- Data items:
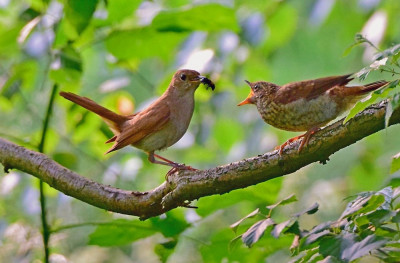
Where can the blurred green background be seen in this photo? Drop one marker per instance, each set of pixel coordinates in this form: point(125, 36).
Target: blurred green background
point(122, 54)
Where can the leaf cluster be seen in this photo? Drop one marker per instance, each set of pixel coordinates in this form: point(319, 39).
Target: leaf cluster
point(369, 225)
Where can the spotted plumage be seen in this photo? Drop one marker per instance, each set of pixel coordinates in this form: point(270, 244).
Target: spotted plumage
point(306, 105)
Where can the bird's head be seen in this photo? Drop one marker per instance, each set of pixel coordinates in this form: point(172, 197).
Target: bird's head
point(186, 80)
point(259, 89)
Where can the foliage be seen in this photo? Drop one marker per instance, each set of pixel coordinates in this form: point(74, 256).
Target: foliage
point(368, 226)
point(122, 54)
point(384, 61)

- What to do: Search the records for the word "Where". Copy every line that has it.

- Answer area:
Where can the blurred green background be seen in this photo? Drop one marker per instance, each set of pixel coordinates in this form: point(125, 36).
Where can the leaf cluster be seen in this photo? Drop one marker per instance, each set of pixel coordinates in this form: point(319, 39).
Where can the spotted plumage be seen in this photo? Drop one marker per instance, each set of pixel coordinates in this form: point(270, 244).
Where can the bird's head be seen in this photo? Drop one marker per instance, each set of pixel coordinates in this form: point(172, 197).
Where can the foliage be seen in this photo? Drop one marker per instance, each set of pixel coordinates in this form: point(74, 256).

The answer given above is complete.